### Task inputs
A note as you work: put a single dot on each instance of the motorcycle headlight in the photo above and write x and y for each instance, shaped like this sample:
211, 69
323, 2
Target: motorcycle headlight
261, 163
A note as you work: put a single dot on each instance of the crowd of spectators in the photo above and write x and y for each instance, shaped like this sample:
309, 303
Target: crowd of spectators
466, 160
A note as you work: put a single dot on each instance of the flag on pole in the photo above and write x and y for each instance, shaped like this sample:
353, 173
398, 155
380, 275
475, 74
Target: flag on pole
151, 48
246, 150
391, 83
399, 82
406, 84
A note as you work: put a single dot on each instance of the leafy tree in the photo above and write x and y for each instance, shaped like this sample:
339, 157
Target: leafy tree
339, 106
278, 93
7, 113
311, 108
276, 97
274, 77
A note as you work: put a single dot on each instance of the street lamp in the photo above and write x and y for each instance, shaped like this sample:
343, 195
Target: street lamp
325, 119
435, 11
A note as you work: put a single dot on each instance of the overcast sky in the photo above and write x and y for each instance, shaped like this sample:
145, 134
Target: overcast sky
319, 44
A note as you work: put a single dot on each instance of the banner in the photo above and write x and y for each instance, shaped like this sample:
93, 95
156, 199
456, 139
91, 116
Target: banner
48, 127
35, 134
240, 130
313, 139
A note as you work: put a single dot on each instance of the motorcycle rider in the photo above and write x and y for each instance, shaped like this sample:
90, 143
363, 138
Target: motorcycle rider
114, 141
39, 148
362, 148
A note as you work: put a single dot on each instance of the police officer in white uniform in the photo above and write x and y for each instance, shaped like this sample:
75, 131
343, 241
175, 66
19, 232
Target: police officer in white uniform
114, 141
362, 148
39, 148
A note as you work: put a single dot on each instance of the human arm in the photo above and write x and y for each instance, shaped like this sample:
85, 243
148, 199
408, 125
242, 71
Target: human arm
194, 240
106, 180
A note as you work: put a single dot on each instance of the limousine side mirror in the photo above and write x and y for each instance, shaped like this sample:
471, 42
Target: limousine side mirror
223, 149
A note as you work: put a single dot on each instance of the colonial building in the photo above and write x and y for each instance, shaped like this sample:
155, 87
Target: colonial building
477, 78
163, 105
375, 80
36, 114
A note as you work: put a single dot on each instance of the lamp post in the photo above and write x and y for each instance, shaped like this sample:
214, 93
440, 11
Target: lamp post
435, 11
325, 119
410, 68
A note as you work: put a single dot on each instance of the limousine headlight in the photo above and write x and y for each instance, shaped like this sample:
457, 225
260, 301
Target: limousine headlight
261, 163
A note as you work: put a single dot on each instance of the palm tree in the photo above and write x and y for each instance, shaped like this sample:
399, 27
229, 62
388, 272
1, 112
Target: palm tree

### Aim of the exercise
Write out the lines again word for word, starting at the line that has "the limousine headlight" and going on through the last line.

### Reply
A note as you work: put a single dot on each instance of the limousine headlight in the photo above and write x and y for each instance, shaped like this sample:
457, 225
260, 301
Target: limousine headlight
261, 163
A note as you work: put a single dot on each instance of the palm tree in the photo above and write x and y for each instance, shaped like this sample:
399, 27
229, 62
388, 272
1, 112
Target: palm tree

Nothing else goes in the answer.